SELECTED EXCERPT –
┌────────
Keywords

1 Introduction

Spine diseases have been debilitating for every age-group. The vertebral spinal column is an important support structure in the human body. The human spinal column consists of 33 vertebrae [1] (7 cervical vertebrae, 12 thoracic vertebrae, 5 lumbar vertebrae, 5 fused sacral vertebras, and 4 fused coccygeal vertebras) connected by ligaments, joints and intervertebral discs. The lumbar spine bears a large load at the lower levels and forms the junction of the active and fixed segments which are observed to be the most common site of low back pain [2]. Most of the symptoms of vertebral diseases are neck and shoulder pain, headache, vertigo, and lumbosacral pain. Some complications can lead to lower limb pain where individuals are not able to stand upright. Serious cases may lead to paralysis. Computed Tomography (CT) is a non-invasive, fast, and accurate 3D imaging modality that has a good spatial resolution to produce images with excellent image contrast between bones and tissues. Therefore, CT is capable to provide a faster and comprehensive display of spinal anatomy and has higher sensitivity in the detection of the bone disorder compared to other imaging modalities. However, clinic CT images might only cover a partial spine field of view center around the site of the pain, which poses difficulty for segmentation algorithms in automatically identifying the varying levels of vertebrae present in the given field of view.

The main obstacles in developing these automatic segmentation methods are the similarities in shapes of the different vertebra and the capability of the system to process images from different imaging scanners. Furthermore, the alignment of the images with different field of views is also one of the main challenges in developing a clinically applicable tool. However, with the continuous development in the field of deep learning, many of these challenges can potentially be overcome. Henceforth, this project aims to create and validate an automated computer-aided diagnosis system that can detect, locate, and classify the thoracic and lumbar vertebral bodies on CT images using Mask R-CNN.

2 Background

2.1 Regions with Convolutional Neural Network (R-CNN)

In Conference on Computer Vision and Pattern Recognition (CVPR) 2014, the third year of deep learning in full swing, R-CNN was proposed by Ross et al. using a convolutional neural network to detect targets. The first step is through a method proposed in 2012, called selective search which extracts 2000 regions from an image. Simply speaking, the image is divided into several blocks by traditional image processing methods, and then several blocks belonging to the same target are taken out by an SVM which is the core of selective search. In the second step of feature extraction, Girshick et al. directly relied on the latest achievement of deep learning at that time, Alexnet (2012) which trains a network only for feature extraction by using image classification dataset. In the third step, a support vector machine (SVM) is used to combine the target’s label (category) and the size of the bounding box. Therefore, the SVM is also trained separately [3].
└────────
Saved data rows
┌────────
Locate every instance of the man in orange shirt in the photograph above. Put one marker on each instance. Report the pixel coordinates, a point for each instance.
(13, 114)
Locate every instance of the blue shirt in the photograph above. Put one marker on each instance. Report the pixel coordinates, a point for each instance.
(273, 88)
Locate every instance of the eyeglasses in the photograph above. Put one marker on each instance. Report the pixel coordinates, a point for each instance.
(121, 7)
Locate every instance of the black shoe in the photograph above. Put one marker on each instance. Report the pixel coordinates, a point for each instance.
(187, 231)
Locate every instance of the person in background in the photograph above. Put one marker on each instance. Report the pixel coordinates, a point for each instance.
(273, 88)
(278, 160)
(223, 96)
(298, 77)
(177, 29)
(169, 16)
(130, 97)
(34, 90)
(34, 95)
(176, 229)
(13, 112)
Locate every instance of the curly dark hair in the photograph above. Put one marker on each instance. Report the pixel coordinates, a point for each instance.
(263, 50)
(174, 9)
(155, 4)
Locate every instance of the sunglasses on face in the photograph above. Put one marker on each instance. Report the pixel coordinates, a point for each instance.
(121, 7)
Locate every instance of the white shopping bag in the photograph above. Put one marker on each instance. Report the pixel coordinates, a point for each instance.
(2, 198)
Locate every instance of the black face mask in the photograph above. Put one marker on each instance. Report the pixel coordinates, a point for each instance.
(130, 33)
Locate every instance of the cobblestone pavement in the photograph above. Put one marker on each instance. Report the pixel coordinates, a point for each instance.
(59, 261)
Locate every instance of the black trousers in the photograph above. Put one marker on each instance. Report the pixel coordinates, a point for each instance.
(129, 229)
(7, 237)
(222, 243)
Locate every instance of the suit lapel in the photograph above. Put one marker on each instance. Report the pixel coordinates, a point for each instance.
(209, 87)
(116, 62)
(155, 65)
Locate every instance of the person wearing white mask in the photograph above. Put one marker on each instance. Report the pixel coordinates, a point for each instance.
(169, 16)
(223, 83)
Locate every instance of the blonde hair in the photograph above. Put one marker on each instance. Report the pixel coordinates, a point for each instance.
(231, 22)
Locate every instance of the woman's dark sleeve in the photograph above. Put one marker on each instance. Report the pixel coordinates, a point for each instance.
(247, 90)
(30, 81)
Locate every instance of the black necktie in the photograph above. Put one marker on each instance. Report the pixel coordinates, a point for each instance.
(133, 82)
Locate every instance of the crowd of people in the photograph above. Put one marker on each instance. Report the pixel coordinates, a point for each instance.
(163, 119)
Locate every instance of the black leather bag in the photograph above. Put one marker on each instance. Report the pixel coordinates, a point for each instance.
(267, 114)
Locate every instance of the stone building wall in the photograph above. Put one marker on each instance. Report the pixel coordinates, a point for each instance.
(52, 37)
└────────
WHAT IS REQUIRED –
In the vertebra segmentation excerpt, how many regions does selective search extract from an image in the first step of R-CNN?

WRITTEN RESPONSE –
2000 regions.